┌─ Selected passage
They started, as any good engineering students, by finding a way to make their lives easier. [Sam] had built a 32×32 LED matrix for another class. So, they made three more and ended up with a larger and more impressive 64×64 LED display.

They claim their motivation was the love of music, but we have a suspicion that the true reason was the love all EEs share for unnaturally bright LEDs; just look at any appliance at night and try not be blinded.

The brains of the display is an Altera DE2-115 FPGA board. The code is all pure Verilog. The FFT and LED control are implemented in hardware on the FPGA; none of that Altera core stuff. To generate images and patterns they wrote a series of python scripts. But for us it’s the particle test shown in the video below that really turns our head. This system is capable of tracking and reacting to a lot of different elements on the fly why scanning the display at about 310 FPS. They have tested display scanning at twice that speed but some screen-wrap artifacts need to be worked out before that’s ready for prime time.
└─
┌─ Dataset excerpts
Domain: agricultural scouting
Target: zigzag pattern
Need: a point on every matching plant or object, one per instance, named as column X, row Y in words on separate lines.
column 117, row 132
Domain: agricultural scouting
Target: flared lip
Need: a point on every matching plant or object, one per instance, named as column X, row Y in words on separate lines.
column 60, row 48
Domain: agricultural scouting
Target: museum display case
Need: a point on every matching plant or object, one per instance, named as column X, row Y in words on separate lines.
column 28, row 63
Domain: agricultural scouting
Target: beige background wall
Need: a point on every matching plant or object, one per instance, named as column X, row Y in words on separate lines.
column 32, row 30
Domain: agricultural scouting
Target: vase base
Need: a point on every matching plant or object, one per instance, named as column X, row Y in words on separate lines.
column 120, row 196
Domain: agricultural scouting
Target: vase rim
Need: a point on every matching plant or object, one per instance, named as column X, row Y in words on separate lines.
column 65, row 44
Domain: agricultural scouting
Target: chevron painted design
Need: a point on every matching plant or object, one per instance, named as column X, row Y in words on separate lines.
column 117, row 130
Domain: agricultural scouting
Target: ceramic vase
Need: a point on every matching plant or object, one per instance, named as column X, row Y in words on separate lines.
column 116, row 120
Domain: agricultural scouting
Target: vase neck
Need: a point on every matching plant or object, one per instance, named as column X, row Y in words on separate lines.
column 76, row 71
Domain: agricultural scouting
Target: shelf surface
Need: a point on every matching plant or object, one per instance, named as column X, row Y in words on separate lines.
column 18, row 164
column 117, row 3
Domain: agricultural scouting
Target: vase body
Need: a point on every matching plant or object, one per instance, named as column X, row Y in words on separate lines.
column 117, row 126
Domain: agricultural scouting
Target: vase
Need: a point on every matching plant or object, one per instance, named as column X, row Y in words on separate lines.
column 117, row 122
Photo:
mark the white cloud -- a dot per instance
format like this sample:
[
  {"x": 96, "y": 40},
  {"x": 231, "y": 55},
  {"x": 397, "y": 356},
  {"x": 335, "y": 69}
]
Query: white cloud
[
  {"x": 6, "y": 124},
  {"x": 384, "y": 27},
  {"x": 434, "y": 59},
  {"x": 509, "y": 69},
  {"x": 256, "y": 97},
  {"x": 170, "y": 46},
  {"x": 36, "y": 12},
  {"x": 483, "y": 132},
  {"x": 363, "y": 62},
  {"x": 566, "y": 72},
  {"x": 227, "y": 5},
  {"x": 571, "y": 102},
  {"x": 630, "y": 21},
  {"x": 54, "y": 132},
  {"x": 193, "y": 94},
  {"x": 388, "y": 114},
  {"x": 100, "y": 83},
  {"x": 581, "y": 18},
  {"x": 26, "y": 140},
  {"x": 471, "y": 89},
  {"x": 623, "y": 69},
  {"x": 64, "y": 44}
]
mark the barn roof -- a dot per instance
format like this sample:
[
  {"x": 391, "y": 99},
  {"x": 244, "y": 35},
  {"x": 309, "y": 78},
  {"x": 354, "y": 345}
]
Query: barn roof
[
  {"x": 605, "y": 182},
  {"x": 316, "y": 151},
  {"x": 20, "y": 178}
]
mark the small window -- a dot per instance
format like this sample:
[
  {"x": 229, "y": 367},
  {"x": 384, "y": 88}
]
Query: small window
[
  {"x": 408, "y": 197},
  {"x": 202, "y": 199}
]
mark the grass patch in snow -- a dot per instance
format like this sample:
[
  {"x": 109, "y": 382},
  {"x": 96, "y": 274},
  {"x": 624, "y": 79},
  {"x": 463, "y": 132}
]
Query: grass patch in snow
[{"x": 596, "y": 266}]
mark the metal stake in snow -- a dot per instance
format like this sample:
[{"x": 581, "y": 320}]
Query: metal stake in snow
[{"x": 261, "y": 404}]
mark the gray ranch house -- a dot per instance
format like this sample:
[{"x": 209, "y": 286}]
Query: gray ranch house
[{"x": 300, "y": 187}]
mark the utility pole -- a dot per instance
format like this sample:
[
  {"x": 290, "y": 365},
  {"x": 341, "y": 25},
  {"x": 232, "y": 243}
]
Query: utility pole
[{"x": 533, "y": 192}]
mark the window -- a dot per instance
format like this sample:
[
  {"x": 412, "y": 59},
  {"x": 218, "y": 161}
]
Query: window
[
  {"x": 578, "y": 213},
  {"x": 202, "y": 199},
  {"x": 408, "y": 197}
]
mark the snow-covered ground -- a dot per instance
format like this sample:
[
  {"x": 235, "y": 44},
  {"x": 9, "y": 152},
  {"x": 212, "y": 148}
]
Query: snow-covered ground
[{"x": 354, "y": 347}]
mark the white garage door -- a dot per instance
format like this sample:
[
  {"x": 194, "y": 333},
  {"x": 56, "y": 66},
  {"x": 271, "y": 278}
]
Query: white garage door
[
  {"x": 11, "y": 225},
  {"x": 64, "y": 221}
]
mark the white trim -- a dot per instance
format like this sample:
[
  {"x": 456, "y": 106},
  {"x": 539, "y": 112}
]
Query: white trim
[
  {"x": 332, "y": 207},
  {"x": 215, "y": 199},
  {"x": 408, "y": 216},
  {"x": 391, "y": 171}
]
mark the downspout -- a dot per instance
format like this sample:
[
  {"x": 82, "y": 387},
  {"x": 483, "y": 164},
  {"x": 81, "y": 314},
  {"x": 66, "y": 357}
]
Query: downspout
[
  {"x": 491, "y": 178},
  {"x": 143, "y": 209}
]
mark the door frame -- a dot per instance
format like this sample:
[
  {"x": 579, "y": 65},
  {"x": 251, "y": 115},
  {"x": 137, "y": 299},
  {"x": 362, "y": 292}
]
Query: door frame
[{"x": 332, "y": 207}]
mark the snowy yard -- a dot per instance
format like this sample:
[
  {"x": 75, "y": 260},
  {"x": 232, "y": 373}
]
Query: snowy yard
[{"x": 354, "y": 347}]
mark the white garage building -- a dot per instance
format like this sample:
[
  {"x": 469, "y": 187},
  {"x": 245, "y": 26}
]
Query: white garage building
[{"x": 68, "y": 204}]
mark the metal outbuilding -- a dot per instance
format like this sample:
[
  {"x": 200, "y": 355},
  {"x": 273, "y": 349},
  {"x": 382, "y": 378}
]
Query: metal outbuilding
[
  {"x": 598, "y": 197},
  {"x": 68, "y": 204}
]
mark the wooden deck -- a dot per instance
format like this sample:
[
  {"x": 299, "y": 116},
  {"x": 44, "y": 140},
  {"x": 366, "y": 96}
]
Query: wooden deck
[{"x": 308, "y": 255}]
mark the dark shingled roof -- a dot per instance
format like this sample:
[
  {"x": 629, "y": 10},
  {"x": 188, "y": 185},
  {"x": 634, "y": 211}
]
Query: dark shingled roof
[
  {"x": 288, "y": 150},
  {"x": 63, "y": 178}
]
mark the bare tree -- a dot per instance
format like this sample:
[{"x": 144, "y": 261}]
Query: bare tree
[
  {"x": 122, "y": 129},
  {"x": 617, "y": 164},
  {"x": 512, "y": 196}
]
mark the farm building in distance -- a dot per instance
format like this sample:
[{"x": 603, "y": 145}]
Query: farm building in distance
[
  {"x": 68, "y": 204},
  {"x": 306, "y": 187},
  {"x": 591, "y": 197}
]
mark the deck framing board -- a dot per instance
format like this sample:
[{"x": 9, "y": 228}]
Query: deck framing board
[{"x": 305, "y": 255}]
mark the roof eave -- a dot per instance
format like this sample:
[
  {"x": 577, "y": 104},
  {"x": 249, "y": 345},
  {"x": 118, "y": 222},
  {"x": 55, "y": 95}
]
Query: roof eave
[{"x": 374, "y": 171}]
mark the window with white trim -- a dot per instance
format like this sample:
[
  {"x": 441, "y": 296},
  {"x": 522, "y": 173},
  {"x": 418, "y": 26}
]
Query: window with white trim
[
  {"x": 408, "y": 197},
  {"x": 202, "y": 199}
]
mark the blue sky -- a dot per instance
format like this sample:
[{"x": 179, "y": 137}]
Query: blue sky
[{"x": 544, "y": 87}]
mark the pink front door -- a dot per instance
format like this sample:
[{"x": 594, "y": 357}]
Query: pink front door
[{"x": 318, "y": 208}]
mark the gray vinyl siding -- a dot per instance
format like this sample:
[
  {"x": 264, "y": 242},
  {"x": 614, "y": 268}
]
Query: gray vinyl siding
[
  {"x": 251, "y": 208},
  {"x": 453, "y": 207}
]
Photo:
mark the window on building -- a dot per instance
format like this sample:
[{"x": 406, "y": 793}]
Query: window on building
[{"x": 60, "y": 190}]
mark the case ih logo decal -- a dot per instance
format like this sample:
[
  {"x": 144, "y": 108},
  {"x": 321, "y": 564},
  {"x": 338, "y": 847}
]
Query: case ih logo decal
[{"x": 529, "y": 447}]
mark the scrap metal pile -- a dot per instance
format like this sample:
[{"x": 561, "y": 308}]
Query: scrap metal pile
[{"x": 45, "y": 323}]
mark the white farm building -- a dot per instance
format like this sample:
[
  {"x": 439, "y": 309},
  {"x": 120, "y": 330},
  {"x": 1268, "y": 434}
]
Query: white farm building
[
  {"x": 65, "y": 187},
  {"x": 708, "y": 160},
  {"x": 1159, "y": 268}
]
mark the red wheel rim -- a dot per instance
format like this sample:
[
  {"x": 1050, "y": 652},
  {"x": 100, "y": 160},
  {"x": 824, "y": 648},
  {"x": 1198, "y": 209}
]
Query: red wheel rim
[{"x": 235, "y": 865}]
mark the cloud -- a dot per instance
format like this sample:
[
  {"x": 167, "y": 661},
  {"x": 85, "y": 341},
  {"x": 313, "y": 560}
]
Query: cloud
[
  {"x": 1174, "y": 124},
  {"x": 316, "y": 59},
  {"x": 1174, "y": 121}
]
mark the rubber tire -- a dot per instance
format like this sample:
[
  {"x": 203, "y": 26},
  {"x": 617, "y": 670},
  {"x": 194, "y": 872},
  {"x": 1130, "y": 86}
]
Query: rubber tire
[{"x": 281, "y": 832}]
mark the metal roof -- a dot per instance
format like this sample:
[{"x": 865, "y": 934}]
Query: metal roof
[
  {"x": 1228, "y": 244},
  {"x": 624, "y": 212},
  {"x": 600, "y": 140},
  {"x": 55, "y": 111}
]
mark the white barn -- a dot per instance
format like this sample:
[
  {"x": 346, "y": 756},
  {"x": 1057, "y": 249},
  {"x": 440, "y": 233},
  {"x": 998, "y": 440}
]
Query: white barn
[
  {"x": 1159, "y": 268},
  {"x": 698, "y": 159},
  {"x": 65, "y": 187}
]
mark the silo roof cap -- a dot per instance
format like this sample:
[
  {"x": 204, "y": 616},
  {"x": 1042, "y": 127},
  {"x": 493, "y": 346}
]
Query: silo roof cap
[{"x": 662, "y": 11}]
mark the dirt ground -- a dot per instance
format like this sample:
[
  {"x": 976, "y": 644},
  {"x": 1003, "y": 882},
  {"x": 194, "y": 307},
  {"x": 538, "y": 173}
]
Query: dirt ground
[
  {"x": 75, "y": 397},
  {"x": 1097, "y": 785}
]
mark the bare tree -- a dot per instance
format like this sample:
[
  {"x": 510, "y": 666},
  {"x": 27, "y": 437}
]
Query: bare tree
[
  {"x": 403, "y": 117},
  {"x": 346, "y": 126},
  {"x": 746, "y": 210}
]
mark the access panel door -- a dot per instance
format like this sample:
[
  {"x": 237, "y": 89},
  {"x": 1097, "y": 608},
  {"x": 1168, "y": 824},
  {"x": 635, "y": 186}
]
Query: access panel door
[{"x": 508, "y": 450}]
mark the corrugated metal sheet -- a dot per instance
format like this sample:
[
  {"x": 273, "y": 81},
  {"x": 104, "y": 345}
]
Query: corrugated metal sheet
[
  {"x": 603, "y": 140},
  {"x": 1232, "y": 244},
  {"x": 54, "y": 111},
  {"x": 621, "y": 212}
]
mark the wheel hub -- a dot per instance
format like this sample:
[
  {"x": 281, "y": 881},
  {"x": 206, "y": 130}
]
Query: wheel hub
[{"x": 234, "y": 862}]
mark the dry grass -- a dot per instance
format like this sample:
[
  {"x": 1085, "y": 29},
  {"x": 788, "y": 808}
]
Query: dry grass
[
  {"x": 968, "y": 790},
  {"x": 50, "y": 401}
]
└─
Given instruction 1: In the LED display text, replace "Verilog" with "VHDL" and write out the passage starting at "They claim their" and ending at "for prime time.".
Given instruction 2: Please explain, in one to three sentences, why the LED display text says the students built three more 32×32 LED matrices.
This listing is separate material from the LED display text.

Correct answer 1:
They claim their motivation was the love of music, but we have a suspicion that the true reason was the love all EEs share for unnaturally bright LEDs; just look at any appliance at night and try not be blinded.

The brains of the display is an Altera DE2-115 FPGA board. The code is all pure VHDL. The FFT and LED control are implemented in hardware on the FPGA; none of that Altera core stuff. To generate images and patterns they wrote a series of python scripts. But for us it’s the particle test shown in the video below that really turns our head. This system is capable of tracking and reacting to a lot of different elements on the fly why scanning the display at about 310 FPS. They have tested display scanning at twice that speed but some screen-wrap artifacts need to be worked out before that’s ready for prime time.

Correct answer 2: Sam had already built a 32×32 LED matrix for another class, so building three more was an easier route. Together the four matrices made a larger and more impressive 64×64 LED display.